Dataset entries:
>> Start
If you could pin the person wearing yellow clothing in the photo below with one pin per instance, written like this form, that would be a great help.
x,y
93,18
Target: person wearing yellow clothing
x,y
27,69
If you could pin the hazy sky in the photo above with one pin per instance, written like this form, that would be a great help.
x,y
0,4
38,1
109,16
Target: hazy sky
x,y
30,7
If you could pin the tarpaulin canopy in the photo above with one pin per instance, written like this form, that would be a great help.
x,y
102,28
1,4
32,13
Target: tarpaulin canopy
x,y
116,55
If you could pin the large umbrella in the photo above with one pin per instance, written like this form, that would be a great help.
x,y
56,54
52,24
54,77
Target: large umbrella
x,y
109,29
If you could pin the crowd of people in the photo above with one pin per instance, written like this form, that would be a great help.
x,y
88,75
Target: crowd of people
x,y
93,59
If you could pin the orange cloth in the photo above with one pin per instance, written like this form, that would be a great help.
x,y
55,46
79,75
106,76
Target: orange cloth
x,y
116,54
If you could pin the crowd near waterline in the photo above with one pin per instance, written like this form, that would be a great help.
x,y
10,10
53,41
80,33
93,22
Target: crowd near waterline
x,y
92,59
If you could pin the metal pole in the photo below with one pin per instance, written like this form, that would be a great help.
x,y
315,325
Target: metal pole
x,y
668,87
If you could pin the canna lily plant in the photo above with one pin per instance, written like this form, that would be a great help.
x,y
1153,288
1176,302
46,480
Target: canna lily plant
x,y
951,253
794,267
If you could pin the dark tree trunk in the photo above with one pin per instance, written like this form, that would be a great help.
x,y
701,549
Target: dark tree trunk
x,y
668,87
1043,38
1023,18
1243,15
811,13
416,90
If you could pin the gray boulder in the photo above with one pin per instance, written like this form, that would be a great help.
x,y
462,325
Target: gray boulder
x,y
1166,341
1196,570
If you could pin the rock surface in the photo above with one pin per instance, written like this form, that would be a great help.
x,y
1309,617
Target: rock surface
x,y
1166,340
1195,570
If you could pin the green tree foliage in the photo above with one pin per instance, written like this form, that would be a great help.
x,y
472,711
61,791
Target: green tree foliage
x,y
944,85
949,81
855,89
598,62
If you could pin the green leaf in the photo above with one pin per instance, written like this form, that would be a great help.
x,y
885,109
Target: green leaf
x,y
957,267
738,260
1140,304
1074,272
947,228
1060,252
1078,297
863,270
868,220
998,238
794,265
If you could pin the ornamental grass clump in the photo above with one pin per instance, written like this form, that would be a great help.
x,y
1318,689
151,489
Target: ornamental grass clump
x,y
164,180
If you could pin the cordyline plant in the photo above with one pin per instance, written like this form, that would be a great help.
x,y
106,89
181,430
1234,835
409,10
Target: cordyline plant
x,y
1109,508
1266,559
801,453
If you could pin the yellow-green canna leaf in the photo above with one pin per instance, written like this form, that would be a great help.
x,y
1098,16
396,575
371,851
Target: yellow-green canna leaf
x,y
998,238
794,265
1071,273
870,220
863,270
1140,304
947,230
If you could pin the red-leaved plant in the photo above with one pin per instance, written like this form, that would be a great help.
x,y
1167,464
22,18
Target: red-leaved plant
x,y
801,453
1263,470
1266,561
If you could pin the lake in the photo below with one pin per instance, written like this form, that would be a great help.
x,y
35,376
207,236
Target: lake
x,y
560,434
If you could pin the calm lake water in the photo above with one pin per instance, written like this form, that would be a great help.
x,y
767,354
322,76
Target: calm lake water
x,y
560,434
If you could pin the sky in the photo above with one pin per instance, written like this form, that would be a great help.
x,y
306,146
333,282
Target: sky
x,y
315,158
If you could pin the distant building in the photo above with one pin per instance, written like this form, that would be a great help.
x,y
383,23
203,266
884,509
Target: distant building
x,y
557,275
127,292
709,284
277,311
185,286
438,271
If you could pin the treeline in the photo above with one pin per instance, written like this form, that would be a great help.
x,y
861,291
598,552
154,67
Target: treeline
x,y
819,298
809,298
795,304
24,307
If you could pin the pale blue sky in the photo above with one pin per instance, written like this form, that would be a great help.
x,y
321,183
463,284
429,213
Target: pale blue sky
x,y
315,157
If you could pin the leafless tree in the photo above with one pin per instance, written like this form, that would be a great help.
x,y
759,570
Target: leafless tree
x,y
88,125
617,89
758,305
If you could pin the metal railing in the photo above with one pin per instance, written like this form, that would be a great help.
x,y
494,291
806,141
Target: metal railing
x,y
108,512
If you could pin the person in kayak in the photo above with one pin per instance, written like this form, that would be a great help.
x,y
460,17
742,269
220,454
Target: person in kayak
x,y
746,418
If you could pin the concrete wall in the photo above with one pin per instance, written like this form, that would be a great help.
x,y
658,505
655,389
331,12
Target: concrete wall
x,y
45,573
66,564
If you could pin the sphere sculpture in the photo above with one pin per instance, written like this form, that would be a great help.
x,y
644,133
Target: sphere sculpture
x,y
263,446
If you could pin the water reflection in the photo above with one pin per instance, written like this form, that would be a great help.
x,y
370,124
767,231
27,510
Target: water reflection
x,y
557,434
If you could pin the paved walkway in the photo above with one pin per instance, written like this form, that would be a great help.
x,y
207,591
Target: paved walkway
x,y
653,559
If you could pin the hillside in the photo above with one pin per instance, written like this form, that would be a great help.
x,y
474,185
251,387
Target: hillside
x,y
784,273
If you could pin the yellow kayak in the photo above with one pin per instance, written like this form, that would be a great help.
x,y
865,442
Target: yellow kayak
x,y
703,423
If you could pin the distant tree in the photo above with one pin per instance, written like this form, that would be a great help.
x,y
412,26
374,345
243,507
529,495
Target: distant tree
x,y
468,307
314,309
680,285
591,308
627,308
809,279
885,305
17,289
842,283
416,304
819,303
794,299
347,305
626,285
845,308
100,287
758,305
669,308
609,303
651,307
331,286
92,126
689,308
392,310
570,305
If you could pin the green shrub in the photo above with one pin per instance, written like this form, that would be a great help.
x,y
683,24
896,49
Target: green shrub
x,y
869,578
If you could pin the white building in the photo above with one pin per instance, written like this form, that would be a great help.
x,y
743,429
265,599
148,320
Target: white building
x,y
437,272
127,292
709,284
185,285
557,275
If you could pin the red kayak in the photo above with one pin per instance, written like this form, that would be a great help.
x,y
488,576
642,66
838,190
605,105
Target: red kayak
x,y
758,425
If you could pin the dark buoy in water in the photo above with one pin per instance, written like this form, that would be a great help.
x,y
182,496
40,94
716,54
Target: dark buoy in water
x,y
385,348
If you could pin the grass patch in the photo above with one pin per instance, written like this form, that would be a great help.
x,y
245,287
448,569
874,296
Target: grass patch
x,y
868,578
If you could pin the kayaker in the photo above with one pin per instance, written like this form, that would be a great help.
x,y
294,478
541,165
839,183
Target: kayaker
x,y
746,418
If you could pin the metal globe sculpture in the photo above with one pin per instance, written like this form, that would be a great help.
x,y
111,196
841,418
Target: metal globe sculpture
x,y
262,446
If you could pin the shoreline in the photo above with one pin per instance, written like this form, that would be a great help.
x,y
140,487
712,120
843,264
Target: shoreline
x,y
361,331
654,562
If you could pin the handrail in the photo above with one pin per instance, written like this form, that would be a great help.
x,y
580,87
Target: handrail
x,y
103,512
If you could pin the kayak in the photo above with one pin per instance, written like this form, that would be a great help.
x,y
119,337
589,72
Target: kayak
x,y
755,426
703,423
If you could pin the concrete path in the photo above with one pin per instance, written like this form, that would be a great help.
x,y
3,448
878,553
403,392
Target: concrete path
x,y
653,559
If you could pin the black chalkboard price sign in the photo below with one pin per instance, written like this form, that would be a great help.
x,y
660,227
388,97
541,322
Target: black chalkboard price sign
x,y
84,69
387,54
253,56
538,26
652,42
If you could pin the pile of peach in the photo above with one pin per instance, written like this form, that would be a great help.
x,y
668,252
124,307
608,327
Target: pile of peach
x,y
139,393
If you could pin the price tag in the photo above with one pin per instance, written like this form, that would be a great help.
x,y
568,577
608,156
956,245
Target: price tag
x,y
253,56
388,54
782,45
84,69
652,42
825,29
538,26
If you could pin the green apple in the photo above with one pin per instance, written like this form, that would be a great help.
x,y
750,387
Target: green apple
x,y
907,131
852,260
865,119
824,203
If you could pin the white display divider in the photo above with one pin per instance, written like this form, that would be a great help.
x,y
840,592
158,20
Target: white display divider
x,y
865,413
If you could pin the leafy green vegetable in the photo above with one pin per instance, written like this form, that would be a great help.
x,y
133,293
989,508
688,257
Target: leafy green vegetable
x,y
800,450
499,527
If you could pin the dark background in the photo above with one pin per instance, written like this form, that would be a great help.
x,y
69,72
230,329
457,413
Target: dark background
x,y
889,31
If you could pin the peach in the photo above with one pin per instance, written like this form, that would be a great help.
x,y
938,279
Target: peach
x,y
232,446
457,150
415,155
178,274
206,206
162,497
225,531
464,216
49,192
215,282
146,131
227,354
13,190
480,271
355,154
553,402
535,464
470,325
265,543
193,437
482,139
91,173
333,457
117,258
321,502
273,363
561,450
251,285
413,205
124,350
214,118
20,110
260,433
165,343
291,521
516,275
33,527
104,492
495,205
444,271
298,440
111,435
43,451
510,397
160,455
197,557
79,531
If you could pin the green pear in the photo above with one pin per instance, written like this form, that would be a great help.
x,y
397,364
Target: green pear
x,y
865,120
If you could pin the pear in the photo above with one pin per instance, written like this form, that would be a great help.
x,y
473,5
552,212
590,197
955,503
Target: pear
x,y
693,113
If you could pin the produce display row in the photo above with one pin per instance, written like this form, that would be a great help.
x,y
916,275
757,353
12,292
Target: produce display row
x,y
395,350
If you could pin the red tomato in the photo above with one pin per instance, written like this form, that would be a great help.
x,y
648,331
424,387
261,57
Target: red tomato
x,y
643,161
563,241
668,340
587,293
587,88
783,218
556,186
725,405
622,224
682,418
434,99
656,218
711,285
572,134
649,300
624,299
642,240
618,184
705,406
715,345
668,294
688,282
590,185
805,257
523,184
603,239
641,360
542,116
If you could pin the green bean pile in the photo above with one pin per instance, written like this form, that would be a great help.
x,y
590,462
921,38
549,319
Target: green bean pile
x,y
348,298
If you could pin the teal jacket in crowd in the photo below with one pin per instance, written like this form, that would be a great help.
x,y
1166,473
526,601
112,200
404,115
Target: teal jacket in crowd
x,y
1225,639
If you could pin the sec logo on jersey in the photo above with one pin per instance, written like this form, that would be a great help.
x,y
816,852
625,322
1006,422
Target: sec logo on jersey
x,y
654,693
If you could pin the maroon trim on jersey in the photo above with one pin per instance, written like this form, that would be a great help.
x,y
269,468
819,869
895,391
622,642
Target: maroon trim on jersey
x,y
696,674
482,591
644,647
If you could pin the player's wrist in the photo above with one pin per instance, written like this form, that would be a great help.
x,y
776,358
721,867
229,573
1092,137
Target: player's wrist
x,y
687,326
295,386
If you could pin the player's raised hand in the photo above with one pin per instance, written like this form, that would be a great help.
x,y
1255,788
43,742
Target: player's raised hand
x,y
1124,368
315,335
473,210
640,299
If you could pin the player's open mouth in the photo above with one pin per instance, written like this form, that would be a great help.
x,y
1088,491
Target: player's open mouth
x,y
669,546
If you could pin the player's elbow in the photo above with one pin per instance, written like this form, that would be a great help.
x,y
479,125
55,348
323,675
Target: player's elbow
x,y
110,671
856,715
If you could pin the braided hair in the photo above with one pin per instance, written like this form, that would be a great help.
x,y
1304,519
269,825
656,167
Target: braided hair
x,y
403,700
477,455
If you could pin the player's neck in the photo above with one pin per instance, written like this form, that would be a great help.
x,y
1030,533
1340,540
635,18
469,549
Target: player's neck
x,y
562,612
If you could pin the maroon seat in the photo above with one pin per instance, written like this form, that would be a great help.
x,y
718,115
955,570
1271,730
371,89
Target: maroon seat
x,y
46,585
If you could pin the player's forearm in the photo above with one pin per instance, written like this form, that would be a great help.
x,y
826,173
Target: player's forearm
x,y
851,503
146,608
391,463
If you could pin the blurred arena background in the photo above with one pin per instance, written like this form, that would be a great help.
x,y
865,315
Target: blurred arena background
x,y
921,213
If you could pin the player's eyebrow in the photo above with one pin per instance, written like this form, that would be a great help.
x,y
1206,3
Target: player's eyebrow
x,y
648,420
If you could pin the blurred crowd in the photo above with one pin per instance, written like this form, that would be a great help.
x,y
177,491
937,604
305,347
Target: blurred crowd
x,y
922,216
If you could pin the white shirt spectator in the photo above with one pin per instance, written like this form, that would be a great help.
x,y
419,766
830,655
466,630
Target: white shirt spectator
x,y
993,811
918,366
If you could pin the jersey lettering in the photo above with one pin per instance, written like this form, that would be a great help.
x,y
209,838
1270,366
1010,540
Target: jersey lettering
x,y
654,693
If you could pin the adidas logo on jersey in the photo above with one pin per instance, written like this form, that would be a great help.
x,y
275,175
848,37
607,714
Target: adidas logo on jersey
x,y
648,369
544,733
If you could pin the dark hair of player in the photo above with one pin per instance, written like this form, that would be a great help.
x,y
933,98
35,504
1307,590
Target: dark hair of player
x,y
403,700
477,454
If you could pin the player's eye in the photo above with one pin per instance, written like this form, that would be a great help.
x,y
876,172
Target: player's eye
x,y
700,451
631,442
>> End
# REQUIRED WORK:
Return the lines from the line containing "If you could pin the blurred crowd" to the end of the entries above, exactly as they appear and with no other output.

# ANSWER TO THE EXERCISE:
If you could pin the blurred crowd in the photo above with one pin per instance, written like this form, that would be a great help.
x,y
177,491
937,604
305,347
Target: blurred crowd
x,y
922,216
If you could pin the white shirt spectator in the photo above with one pin per instance, written like this form, that would be a great help.
x,y
419,766
830,655
466,630
Target: white shirt spectator
x,y
993,811
918,366
If you could pin the jersey lettering in the photo above with one pin per instance, written like this form, that would be a great help.
x,y
209,838
1270,366
1010,540
Target: jersey lettering
x,y
654,693
If you could pin the adidas logo on jersey in the photo above with one pin per instance, written like this form, that would be a great help.
x,y
275,175
848,37
607,714
Target: adidas logo on jersey
x,y
648,369
544,733
If you could pin the dark hair of player in the photo above with one pin per instance, written like this form, that would be a great help.
x,y
933,98
35,504
1307,590
Target: dark hair of player
x,y
403,700
477,454
If you could pin the player's eye in the photo above with one pin per instance, written like this form, that would be a great help.
x,y
876,172
Target: player's eye
x,y
700,451
631,442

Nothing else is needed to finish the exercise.